(Dataset items)
╔══

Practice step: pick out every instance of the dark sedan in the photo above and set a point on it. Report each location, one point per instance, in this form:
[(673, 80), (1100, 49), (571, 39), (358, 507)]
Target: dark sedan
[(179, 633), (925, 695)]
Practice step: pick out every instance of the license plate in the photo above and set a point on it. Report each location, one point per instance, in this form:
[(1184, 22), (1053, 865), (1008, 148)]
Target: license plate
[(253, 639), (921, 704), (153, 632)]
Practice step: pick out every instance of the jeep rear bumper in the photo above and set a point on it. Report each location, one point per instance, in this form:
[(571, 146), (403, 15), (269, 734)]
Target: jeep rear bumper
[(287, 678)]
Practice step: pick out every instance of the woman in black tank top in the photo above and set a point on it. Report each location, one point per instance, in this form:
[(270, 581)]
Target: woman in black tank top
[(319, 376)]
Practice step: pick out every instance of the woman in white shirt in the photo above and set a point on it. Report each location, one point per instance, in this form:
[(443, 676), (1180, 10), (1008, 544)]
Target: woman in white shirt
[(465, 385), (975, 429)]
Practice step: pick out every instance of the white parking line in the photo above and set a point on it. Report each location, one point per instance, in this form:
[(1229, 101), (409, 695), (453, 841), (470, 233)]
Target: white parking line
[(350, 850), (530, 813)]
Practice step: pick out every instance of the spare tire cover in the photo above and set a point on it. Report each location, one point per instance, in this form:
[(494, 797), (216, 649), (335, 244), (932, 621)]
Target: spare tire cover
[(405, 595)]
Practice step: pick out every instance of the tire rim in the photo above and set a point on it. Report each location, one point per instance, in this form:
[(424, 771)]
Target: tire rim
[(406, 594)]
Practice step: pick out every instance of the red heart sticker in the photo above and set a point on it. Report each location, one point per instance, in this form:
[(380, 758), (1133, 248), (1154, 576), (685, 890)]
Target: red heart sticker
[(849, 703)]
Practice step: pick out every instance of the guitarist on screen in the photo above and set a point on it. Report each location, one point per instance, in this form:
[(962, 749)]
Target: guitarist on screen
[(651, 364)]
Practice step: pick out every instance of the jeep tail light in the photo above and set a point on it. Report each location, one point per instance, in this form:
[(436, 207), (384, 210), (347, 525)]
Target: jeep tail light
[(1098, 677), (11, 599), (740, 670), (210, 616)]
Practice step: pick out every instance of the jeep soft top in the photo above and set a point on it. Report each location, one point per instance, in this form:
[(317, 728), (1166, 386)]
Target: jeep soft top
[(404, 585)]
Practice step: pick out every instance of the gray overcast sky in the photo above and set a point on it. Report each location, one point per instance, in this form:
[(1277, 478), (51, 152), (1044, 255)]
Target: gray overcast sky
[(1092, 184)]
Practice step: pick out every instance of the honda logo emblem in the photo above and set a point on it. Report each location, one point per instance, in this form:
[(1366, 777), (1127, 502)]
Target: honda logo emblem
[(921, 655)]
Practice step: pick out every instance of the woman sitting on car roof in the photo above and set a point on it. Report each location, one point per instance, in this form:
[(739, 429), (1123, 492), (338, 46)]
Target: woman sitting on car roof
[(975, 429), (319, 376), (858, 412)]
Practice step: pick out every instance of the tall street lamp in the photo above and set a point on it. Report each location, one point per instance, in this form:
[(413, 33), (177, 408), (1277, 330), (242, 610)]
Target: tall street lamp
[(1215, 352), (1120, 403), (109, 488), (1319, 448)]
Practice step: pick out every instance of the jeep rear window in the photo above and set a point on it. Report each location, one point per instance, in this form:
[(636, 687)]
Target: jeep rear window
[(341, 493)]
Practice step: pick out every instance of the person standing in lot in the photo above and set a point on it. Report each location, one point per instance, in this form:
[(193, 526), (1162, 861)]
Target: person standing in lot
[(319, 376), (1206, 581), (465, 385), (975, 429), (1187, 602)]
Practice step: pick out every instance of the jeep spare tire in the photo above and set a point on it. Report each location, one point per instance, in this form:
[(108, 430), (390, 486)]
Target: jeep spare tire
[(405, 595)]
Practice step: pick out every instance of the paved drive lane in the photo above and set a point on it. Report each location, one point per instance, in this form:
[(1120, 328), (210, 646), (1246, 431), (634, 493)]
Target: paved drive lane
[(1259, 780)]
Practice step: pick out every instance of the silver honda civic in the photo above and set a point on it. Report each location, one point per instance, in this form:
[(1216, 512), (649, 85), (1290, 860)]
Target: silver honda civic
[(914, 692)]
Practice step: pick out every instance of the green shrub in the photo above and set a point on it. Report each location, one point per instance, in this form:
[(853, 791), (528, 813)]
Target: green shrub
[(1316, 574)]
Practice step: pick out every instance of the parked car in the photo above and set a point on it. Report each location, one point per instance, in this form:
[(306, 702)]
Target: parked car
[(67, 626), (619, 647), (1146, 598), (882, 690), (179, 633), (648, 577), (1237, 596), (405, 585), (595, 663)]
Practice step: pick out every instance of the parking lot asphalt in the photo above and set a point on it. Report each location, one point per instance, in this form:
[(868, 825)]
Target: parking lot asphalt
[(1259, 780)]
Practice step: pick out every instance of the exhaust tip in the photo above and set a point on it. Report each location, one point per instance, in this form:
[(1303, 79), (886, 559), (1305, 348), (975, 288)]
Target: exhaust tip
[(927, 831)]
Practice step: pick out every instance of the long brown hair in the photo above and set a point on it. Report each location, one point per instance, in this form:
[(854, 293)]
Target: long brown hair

╚══

_To do:_ Rewrite the stretch from the line containing "Practice step: pick out every instance of the parked" through the end of the records, changing "set a point" to "place a marker" and keeping everything else unchanged.

_Answer for this exercise:_
Practice step: pick out every instance of the parked car in the photo above and place a marker on it. Report each location, one point per instance, in this form:
[(306, 702)]
Target: parked car
[(67, 626), (619, 647), (1146, 598), (882, 690), (179, 633), (648, 577), (1237, 596), (405, 585), (595, 663)]
Practice step: pick out every instance of the parking lot asphalt in the photo above and place a marker on it. Report each location, one point per instance, in this form:
[(868, 825)]
Target: parking lot asphalt
[(1259, 780)]
Practice step: pick out every instance of the exhaust tip in the photo above and place a marker on it. Report each location, one point per instance, in this form:
[(1303, 79), (886, 559), (1305, 348), (975, 288)]
Target: exhaust tip
[(927, 831)]
Practice step: pick out every instance of the long brown hair in the photo above and place a marker on it. Report each location, one point per instance, in this form:
[(854, 293)]
Target: long brown hair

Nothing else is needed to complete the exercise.